Questions have been asked about how the Manchester bomber slipped
through the net as he was reported to security officials several times by people worried about extremism. Salman Abedi's father Ramadan and his younger brother Hashem were being held after they were arrested by counter-terror police, as it emerged that Hashem was said to have known about his brother's murderous plans for more than a month. His father was a revolutionary fighter who had publicly voiced support for an Al Qaeda-linked group fighting in Syria. A third relative, Abedi's older brother Ismail, was arrested in Manchester. It is not known what his involvement, if any, was. It brings to light an extraordinary picture of the family of Abedi, who killed 22 people and injured at least 119 more when he detonated a bomb on Monday night as children were piling out of the venue having watched Ariana Grande. Pictured left, bomber Salman Abedi, centre his brother Hashem, and right, his father Ramadan.

Records ::
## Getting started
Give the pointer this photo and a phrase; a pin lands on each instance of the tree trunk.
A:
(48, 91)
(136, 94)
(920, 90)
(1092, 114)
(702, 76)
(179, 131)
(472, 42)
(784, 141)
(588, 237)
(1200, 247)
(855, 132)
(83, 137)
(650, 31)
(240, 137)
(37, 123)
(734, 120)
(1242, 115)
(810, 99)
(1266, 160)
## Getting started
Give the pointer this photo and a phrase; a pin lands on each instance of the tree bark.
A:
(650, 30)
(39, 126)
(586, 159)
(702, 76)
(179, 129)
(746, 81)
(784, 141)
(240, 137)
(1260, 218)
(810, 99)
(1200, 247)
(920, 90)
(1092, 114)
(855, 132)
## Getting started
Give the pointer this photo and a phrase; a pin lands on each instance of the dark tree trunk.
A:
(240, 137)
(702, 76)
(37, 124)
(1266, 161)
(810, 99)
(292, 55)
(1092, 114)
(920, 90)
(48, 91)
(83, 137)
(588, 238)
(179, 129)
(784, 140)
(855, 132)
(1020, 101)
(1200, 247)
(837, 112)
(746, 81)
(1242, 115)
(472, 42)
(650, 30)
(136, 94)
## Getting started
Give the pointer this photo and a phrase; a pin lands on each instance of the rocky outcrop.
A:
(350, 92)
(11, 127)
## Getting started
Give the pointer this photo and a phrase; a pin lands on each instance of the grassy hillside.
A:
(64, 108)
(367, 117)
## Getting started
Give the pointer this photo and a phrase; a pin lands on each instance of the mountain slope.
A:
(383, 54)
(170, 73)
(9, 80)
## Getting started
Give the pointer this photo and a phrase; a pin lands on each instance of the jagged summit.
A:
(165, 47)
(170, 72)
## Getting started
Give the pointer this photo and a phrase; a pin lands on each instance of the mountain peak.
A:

Required action ::
Please list every person named in the news report on the Manchester bomber. The records have no connection to the news report.

Answer box ::
Salman Abedi
Ramadan Abedi
Hashem Abedi
Ismail Abedi
Ariana Grande